What to do: Translate this sentence from the extract on states into Spanish: "States are amorphous and fluid, never fully unified in purpose, and often badly fragmented by competing political factions, bureaucratic politics, and institutional conflict."

Page extract:
Most of the world’s landmass today is divided into states, and most of the world’s population falls under the jurisdiction of political organizations that rightly can be called states. Their boundaries are the demarcating lines of political sovereignty; their interactions are the essential element of world politics; their governments are agents of power that control most of the world’s military force. States are amorphous and fluid, never fully unified in purpose, and often badly fragmented by competing political factions, bureaucratic politics, and institutional conflict. Nevertheless, states do exist; they are not convenient fictions of political analysis and dialogue, as some would have us believe.8 They come complete with “frontiers, capitals, flags, anthems, passports, currencies, military parades, national museums, embassies and usually a seat at the United Nations.”9 They conduct wars, engage in diplomacy, vote in international organizations, and appear in graphic color on political maps of the world. When we speak of France in a political context, we normally do not mean the people of France, the government of France, or even the country, geography, and terrain of France. We mean the state of France.
In contemporary political discourse, the term state conveys a dual meaning, though the distinction between the two senses of the word is often overlooked.

Given records:
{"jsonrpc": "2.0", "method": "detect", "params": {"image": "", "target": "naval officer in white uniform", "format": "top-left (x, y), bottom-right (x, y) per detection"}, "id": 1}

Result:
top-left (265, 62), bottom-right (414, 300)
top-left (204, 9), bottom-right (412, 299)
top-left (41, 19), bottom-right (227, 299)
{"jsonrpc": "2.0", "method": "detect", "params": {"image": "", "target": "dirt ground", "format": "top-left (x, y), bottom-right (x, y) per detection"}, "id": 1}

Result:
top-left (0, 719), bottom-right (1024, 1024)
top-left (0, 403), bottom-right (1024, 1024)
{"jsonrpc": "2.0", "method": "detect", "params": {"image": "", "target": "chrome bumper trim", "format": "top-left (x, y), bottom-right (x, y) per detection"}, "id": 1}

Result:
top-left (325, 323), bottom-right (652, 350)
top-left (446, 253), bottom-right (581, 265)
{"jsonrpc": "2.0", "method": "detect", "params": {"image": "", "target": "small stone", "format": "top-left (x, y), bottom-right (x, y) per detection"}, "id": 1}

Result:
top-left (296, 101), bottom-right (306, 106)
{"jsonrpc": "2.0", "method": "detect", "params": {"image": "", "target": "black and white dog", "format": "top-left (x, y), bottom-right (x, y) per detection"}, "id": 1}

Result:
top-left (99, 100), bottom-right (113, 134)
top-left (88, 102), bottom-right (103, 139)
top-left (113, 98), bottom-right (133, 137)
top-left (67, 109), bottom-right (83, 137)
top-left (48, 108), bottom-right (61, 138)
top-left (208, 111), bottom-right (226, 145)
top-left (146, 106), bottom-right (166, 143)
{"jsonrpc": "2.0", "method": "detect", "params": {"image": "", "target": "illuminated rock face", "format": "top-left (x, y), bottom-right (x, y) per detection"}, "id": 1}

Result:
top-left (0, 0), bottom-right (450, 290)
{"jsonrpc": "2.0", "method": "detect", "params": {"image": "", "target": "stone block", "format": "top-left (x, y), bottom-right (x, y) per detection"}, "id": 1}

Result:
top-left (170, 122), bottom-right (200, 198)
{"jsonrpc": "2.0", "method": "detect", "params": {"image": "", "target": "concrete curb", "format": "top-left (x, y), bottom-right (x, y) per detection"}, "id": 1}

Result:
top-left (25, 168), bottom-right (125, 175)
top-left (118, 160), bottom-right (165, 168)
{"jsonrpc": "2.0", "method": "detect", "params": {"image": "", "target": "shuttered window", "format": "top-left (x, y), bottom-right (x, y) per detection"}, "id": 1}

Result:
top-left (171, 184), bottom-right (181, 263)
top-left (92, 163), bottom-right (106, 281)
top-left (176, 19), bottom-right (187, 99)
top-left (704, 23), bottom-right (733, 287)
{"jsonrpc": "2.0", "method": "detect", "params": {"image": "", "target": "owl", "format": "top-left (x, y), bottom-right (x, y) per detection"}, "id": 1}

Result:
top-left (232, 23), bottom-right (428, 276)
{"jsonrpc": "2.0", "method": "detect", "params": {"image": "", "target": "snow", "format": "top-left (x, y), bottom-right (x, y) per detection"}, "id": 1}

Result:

Output of the task: Los Estados son amorfos y fluidos, nunca están plenamente unificados en su propósito y a menudo se encuentran gravemente fragmentados por facciones políticas en competencia, la política burocrática y los conflictos institucionales.